Please write out each of the lines below word for word, from first to last.

Data items
|---|
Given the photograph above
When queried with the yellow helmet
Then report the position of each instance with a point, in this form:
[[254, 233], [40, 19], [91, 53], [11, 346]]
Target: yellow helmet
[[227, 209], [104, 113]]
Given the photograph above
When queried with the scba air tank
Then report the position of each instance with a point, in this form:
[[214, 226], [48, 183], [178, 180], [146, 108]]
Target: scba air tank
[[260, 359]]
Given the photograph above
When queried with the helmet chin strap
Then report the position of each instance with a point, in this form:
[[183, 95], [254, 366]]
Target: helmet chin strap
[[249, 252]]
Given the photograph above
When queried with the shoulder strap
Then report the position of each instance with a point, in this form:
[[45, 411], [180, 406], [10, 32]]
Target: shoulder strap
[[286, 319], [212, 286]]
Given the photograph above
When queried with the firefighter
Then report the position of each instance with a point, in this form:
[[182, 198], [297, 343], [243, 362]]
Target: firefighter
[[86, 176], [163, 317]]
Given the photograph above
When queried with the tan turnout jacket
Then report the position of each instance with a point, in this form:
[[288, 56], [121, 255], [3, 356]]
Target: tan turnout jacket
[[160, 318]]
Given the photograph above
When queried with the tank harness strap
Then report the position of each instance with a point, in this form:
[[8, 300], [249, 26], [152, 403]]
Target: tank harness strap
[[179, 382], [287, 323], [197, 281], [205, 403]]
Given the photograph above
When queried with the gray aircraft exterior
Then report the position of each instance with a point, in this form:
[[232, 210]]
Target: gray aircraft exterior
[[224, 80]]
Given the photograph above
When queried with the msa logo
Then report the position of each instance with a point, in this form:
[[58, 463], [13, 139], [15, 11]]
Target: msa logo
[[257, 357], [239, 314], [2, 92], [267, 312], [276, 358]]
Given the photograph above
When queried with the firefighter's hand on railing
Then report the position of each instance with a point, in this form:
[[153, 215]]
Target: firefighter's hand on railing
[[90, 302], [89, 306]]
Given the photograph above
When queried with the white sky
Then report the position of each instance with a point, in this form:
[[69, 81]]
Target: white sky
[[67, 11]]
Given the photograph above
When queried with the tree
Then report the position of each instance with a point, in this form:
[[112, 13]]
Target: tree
|---|
** Answer to this problem **
Given the photograph above
When queried with the yellow helmet
Then report the position of each instance with a point, in this form:
[[254, 233], [40, 19], [91, 53], [11, 346]]
Target: yellow helmet
[[227, 209], [104, 113]]
Given the photograph above
When queried with the scba air tank
Then report the position of each instance with a point, in this form:
[[214, 226], [48, 183], [178, 180], [146, 108]]
Target: scba air tank
[[260, 359]]
Given the photograph above
When queried with the helmet chin strap
Then report the position of each instance with a point, in this form:
[[183, 95], [254, 366]]
Target: helmet chin strap
[[249, 252]]
Given the photograph above
When queried with the shoulder strap
Then report the position of each instance with a point, in this form:
[[45, 411], [180, 406], [10, 32]]
Target: shoulder strap
[[286, 319], [212, 286]]
Given the photograph above
When queried with the firefighter
Then report the position of each instance with a point, in this form:
[[182, 198], [297, 343], [243, 362]]
Target: firefighter
[[86, 176], [163, 317]]
Given the photograph above
When queried with the tan turnout jacket
Then report the position of each instance with a point, in this form:
[[288, 56], [121, 255], [3, 356]]
Target: tan turnout jacket
[[160, 318]]
Given the photograph above
When queried with the tank harness strap
Then report the position of each instance with a point, in this form:
[[8, 300], [249, 26], [152, 403]]
Target: tank harness strap
[[179, 382], [287, 323], [197, 281], [205, 403]]
Given the photograph above
When queried with the gray aircraft exterior
Then report the position of each instance with a point, in this form:
[[232, 210]]
Target: gray aircraft exterior
[[224, 80]]
Given the photograph above
When queried with the msa logo
Then report the position of each instance with a point, in this form:
[[58, 463], [13, 139], [15, 11]]
Target: msa logo
[[257, 357], [239, 314], [2, 92], [267, 312], [276, 358]]
Given the photograph above
When queried with the firefighter's hand on railing
Then report the position of each instance with a point, in this form:
[[153, 215]]
Target: firefighter's hand on railing
[[90, 302], [89, 306]]
Given the photograph above
When queried with the white sky
Then report the position of each instance with a point, in this form:
[[69, 81]]
Target: white sky
[[67, 11]]
Given the photograph above
When queried with the tree
Then report the position of each instance with a point, in this form:
[[112, 13]]
Target: tree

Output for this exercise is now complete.